- _EXERCISE OBJECTIVE_
Nothing should be left out. Transcribe the entries exactly as written.
[Opening RECORDS SUPPLIED section]
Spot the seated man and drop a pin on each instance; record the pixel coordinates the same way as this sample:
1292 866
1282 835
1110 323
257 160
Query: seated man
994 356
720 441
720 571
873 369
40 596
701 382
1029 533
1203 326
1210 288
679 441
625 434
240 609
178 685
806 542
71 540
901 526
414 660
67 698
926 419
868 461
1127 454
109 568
[Closing RECORDS SUPPLIED section]
- _YOUR SOLUTION_
Spot the seated man and drop a pin on each instance; record the pixel coordinates the same way as this sample:
1292 866
1282 835
1110 323
257 160
Query: seated man
994 356
720 441
720 571
873 369
40 596
701 382
1029 533
1203 326
1210 288
679 441
625 434
240 609
178 685
806 542
71 540
901 526
414 660
67 698
926 419
868 461
1127 454
109 568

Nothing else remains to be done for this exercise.